== EXERCISE AIM ==
Give again only what runs from the line with "Mark the innermost point of each instance of the umbrella" to the final line of the entries below, exactly as written and without pictures.

== DATA ENTRIES ==

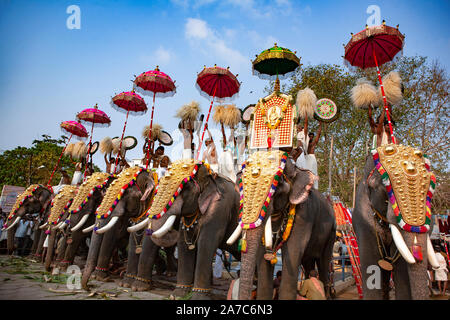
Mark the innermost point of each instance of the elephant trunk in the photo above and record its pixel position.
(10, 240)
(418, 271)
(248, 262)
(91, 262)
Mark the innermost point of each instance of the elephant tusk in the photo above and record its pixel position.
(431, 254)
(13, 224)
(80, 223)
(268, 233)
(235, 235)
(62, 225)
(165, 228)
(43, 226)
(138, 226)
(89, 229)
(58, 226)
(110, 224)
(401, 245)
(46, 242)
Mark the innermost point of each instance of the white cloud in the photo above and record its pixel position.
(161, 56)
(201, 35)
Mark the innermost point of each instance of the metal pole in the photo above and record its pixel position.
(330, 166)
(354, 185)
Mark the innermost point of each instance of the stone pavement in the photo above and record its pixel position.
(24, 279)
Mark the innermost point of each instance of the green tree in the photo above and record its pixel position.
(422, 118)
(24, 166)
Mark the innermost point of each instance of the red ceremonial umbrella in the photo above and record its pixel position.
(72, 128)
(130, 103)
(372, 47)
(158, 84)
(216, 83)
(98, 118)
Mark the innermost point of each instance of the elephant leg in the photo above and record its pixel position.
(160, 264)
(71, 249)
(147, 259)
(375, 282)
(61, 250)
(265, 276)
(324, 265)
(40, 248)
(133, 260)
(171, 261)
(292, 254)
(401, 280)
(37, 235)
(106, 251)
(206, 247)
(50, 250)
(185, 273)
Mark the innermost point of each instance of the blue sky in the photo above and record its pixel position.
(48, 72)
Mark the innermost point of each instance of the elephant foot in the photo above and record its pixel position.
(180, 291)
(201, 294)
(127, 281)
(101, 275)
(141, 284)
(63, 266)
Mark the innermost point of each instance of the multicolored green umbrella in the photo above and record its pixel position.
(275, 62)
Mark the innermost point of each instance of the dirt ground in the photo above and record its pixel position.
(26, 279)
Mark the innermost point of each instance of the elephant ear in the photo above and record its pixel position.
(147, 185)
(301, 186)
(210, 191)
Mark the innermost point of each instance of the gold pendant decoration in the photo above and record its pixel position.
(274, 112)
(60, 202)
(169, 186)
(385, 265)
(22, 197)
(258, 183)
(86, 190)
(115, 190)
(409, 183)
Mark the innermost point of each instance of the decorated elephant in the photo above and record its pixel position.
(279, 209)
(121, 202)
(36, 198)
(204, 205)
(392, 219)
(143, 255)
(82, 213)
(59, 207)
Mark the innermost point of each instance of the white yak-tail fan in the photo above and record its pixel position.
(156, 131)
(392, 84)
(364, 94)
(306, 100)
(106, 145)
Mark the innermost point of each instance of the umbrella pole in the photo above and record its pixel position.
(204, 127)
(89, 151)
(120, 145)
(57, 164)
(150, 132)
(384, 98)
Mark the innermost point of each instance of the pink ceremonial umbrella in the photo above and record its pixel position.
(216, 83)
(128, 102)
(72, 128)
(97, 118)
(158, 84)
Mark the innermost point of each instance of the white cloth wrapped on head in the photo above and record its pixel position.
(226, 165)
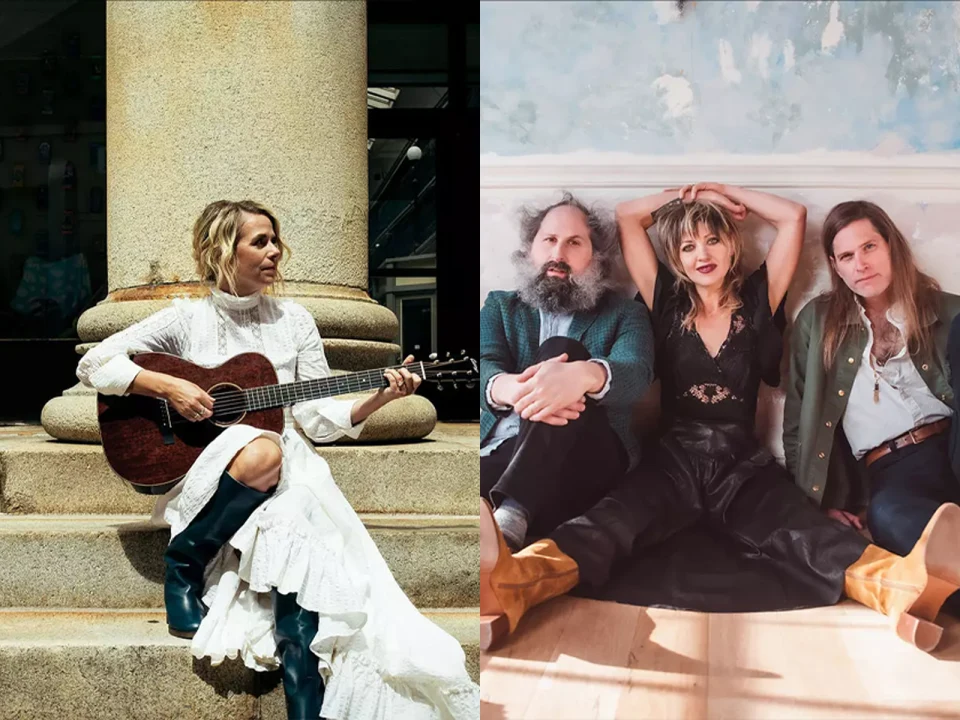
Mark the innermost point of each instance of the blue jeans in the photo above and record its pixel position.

== RESULT OF THIS TASK ==
Mark the innermost point of each instance of the umbrella pole in the photo above and record its pixel position.
(204, 127)
(89, 151)
(120, 145)
(57, 164)
(150, 132)
(384, 98)
Mark the innermost point of each instance of the pink ceremonial umbrella in the photo above and record its pixel position.
(216, 83)
(128, 102)
(72, 128)
(97, 118)
(158, 84)
Mark the innermost point of each instance of the white cloth wrapped on head in the photo above and record its pixel position.
(226, 165)
Mark the innermost point of each instance of the blue jeans in the photo above and record its pixel position.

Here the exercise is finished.